■ **Prompt**
All of the data below should be written out exactly.

+++ Recorded information +++

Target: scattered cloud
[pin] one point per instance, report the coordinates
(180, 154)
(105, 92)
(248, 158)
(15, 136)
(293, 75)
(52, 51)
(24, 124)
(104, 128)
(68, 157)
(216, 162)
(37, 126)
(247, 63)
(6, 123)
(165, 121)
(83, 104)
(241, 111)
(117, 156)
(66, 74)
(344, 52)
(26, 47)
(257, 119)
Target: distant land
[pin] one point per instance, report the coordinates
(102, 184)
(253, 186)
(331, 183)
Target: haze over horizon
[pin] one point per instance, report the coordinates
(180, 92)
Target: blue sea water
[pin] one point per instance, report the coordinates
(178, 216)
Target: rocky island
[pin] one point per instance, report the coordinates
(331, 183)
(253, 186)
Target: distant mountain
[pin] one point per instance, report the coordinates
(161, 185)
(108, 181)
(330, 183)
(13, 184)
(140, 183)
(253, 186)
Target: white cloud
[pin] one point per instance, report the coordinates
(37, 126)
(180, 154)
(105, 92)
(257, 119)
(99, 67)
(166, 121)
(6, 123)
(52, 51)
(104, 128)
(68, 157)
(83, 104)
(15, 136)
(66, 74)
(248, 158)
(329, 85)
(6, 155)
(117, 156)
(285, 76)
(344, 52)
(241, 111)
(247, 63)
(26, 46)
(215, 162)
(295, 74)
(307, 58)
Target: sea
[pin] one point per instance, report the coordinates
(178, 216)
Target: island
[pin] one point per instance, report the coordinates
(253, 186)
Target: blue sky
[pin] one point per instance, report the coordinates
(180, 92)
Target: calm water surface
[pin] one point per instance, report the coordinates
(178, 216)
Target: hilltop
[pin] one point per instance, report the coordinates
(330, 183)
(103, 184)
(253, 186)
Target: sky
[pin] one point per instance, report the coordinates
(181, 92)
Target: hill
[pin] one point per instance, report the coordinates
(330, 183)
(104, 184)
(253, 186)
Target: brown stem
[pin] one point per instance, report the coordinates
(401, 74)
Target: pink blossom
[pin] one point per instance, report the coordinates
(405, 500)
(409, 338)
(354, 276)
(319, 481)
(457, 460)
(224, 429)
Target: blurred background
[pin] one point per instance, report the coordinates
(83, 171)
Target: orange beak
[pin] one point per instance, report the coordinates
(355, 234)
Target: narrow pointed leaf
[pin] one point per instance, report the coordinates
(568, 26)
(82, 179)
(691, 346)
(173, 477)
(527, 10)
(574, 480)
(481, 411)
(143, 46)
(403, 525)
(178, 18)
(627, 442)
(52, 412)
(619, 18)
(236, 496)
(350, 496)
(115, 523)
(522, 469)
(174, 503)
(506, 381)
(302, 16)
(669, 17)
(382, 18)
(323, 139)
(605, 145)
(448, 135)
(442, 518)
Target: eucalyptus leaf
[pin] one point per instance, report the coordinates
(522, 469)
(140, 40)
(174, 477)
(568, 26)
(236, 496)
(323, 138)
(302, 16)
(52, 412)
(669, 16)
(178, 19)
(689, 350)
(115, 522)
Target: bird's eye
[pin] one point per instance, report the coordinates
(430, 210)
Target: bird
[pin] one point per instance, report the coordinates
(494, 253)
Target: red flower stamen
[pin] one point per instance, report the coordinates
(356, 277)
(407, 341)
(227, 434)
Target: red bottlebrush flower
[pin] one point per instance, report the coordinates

+++

■ **Result of the task**
Target: scattered cloud
[pin] one point per instance, report the coordinates
(180, 154)
(105, 92)
(248, 158)
(15, 136)
(293, 75)
(52, 51)
(24, 124)
(104, 128)
(68, 157)
(216, 162)
(37, 126)
(247, 63)
(6, 123)
(165, 121)
(83, 104)
(241, 111)
(117, 156)
(66, 74)
(344, 52)
(26, 47)
(257, 119)
Target: distant land
[pin] one point per instance, report the coordinates
(102, 184)
(253, 186)
(331, 183)
Target: haze over horizon
[pin] one point per instance, report the coordinates
(180, 92)
Target: blue sea water
[pin] one point per instance, report the coordinates
(178, 216)
Target: rocky island
[pin] one point per instance, report the coordinates
(331, 183)
(253, 186)
Target: distant mountain
[pin] one point per instance, report the coordinates
(161, 185)
(108, 181)
(330, 183)
(13, 184)
(140, 183)
(253, 186)
Target: white cloud
[pin] one point per instance, report the coordinates
(37, 126)
(180, 154)
(105, 92)
(257, 119)
(99, 67)
(166, 121)
(6, 123)
(52, 51)
(104, 128)
(68, 157)
(83, 104)
(15, 136)
(66, 74)
(248, 158)
(329, 85)
(6, 155)
(117, 156)
(285, 76)
(344, 52)
(241, 111)
(247, 63)
(26, 46)
(215, 162)
(295, 74)
(307, 58)
Target: sea
[pin] one point per instance, report the coordinates
(178, 216)
Target: island
[pin] one point per instance, report the coordinates
(253, 186)
Target: blue sky
[pin] one point per instance, report the coordinates
(180, 92)
Target: calm water surface
[pin] one point per instance, report the coordinates
(178, 216)
Target: hilltop
[pin] one point per instance, report the coordinates
(330, 183)
(103, 184)
(253, 186)
Target: sky
[pin] one point per instance, report the coordinates
(181, 92)
Target: hill
[pin] one point per instance, report the coordinates
(330, 183)
(104, 184)
(253, 186)
Target: brown stem
[pin] one point per instance, report the coordinates
(401, 74)
Target: pink blossom
[pin] one point per instance, report the coordinates
(405, 500)
(409, 338)
(354, 276)
(319, 481)
(457, 460)
(224, 429)
Target: blurred background
[pin] one point per instance, report the coordinates
(83, 171)
Target: orange beak
[pin] one point per instance, report the coordinates
(355, 234)
Target: narrow pointed leaf
[pin] one point per instance, report the coordinates
(568, 26)
(82, 179)
(691, 346)
(173, 477)
(527, 10)
(574, 480)
(481, 411)
(143, 46)
(403, 525)
(178, 18)
(627, 442)
(52, 412)
(619, 18)
(236, 496)
(350, 496)
(115, 523)
(522, 469)
(174, 503)
(506, 381)
(302, 16)
(669, 17)
(382, 18)
(323, 139)
(605, 145)
(448, 135)
(442, 518)
Target: eucalyptus leaf
[pin] one point per instance, report the coordinates
(522, 469)
(140, 40)
(174, 477)
(568, 26)
(236, 496)
(323, 138)
(302, 16)
(52, 412)
(669, 16)
(178, 19)
(689, 350)
(115, 522)
Target: bird's eye
[pin] one point per instance, report the coordinates
(430, 210)
Target: bird
[pin] one point per instance, report the coordinates
(494, 253)
Target: red flower stamen
[pin] one point per instance, report the coordinates
(356, 277)
(407, 341)
(227, 434)
Target: red bottlebrush flower
[pin] one point per instance, report the coordinates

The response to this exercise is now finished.